- Exercise aim:
How many lines in the items below contain the word "blazer"? Give only the number.

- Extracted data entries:
======

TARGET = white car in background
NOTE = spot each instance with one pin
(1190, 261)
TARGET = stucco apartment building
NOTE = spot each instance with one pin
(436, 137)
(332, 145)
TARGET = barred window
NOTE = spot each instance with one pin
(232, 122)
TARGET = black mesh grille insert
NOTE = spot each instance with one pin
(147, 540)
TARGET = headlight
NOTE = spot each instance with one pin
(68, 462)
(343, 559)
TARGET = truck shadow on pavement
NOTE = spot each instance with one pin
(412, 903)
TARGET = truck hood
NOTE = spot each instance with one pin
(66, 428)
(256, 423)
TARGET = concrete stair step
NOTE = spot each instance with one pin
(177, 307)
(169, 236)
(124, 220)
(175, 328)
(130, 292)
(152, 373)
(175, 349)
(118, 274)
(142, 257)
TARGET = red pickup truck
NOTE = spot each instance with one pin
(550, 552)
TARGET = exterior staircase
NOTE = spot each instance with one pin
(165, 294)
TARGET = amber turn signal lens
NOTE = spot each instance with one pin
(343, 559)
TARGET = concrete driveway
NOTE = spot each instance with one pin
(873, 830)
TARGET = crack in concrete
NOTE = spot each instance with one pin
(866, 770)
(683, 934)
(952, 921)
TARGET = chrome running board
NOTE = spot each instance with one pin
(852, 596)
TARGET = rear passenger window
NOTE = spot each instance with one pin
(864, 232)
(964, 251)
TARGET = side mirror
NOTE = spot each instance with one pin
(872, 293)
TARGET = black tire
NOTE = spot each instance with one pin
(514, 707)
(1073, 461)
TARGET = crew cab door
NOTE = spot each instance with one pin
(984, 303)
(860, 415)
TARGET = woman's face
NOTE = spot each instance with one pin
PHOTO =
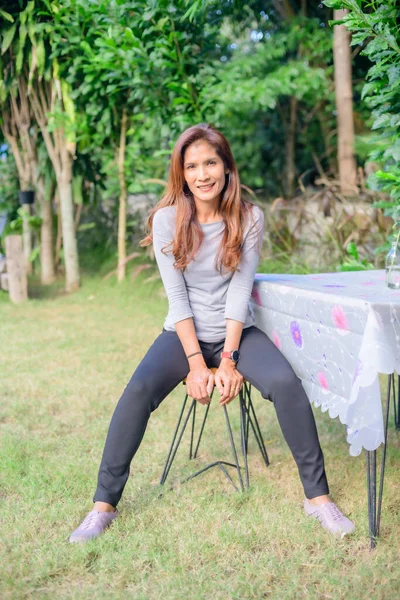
(204, 171)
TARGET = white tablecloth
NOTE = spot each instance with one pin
(338, 331)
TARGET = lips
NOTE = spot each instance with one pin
(205, 188)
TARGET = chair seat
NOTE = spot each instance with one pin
(213, 370)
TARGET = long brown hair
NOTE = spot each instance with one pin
(233, 208)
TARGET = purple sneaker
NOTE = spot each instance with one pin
(330, 518)
(92, 526)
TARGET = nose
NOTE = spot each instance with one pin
(202, 173)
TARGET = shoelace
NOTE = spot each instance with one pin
(334, 512)
(87, 522)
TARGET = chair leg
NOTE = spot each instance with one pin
(248, 419)
(192, 432)
(238, 468)
(202, 427)
(243, 430)
(252, 419)
(173, 449)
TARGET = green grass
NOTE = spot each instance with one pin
(64, 362)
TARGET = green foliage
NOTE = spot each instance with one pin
(374, 24)
(353, 262)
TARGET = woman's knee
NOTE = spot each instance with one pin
(283, 385)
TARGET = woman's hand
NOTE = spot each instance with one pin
(200, 383)
(228, 381)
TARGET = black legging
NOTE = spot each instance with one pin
(165, 366)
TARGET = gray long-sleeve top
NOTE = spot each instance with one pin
(201, 291)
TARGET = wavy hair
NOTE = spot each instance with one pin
(233, 208)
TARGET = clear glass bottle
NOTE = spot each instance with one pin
(393, 266)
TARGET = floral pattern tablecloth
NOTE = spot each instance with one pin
(338, 331)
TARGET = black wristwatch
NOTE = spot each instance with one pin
(233, 355)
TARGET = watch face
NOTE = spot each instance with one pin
(235, 355)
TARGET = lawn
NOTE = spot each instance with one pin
(64, 363)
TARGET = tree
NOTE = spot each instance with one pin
(45, 95)
(344, 107)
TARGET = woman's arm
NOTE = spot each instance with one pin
(200, 380)
(228, 380)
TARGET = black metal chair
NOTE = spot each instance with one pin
(248, 419)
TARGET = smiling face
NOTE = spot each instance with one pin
(204, 173)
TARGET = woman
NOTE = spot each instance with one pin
(207, 243)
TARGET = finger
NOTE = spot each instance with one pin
(219, 384)
(210, 384)
(226, 392)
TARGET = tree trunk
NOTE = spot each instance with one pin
(290, 169)
(122, 199)
(70, 246)
(47, 270)
(27, 237)
(59, 231)
(16, 271)
(344, 107)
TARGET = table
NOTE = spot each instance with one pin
(339, 331)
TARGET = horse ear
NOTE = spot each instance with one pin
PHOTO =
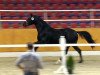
(31, 14)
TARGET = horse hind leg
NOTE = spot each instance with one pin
(66, 51)
(79, 51)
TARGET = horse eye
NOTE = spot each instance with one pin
(32, 18)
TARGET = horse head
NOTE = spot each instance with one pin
(31, 20)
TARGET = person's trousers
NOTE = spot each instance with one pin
(31, 73)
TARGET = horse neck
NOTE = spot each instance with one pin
(41, 26)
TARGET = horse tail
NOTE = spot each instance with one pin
(87, 36)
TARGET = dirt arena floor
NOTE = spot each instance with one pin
(90, 66)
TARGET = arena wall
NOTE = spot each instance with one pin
(23, 36)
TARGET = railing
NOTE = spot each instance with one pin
(62, 44)
(45, 15)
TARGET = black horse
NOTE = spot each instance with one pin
(49, 35)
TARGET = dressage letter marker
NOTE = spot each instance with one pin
(62, 68)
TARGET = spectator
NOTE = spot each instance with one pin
(29, 62)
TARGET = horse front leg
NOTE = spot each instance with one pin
(66, 51)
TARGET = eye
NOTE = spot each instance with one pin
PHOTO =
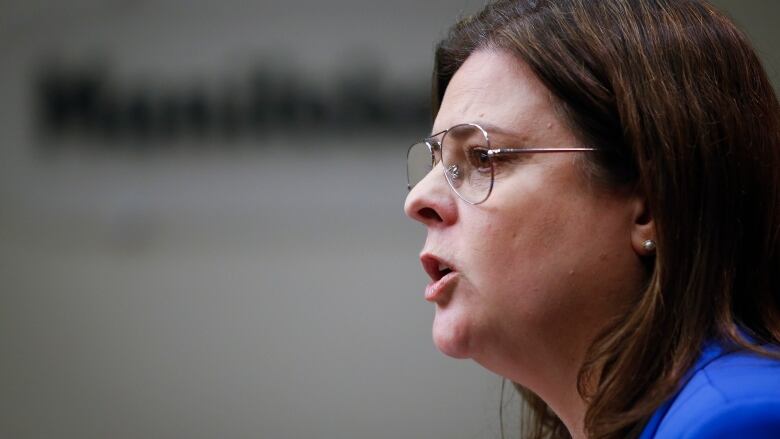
(478, 158)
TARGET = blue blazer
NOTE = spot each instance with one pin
(727, 394)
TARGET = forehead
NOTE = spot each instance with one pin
(495, 88)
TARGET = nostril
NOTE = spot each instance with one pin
(429, 213)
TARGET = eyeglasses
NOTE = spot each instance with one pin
(468, 160)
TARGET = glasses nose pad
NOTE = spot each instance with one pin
(453, 172)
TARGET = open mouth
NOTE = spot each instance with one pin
(435, 267)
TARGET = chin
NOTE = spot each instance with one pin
(451, 336)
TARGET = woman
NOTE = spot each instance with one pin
(603, 216)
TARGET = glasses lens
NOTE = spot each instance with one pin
(419, 163)
(467, 165)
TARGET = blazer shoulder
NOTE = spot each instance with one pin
(735, 393)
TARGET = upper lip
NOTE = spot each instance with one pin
(431, 264)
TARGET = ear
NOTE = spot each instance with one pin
(643, 236)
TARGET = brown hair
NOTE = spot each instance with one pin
(674, 94)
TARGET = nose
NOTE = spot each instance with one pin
(431, 201)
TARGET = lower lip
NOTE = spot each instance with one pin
(435, 289)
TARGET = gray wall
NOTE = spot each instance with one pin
(217, 287)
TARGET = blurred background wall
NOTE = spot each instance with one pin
(201, 226)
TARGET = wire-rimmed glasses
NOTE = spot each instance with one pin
(468, 160)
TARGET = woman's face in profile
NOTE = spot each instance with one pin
(546, 257)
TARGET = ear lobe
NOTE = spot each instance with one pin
(643, 236)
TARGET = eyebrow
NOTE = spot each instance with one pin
(489, 127)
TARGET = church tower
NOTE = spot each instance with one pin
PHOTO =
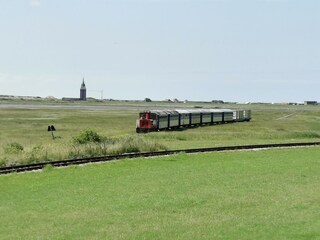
(83, 91)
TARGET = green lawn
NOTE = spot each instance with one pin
(269, 194)
(28, 127)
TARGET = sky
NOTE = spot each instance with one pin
(200, 50)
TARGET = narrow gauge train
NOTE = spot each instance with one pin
(156, 120)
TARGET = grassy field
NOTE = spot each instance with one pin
(269, 194)
(26, 129)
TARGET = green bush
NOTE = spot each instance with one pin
(88, 136)
(13, 148)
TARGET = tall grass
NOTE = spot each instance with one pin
(28, 127)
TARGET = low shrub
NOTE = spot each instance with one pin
(88, 136)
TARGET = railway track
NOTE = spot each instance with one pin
(62, 163)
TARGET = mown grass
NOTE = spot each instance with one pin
(270, 194)
(28, 127)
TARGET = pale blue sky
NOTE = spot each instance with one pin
(234, 50)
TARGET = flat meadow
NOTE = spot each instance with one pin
(24, 137)
(266, 194)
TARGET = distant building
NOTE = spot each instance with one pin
(83, 91)
(310, 102)
(83, 94)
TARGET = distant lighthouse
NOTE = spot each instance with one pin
(83, 91)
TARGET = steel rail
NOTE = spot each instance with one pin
(79, 161)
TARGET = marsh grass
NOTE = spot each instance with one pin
(28, 127)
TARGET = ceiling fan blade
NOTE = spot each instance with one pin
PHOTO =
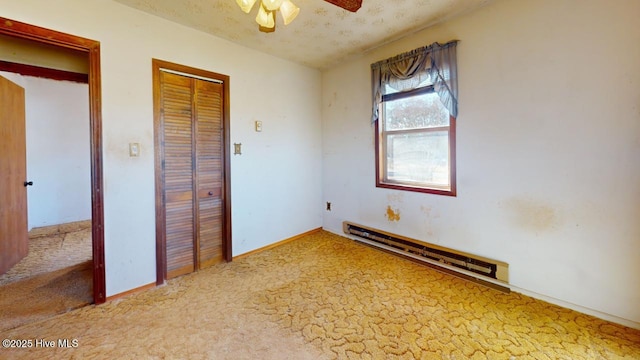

======

- Worked solution:
2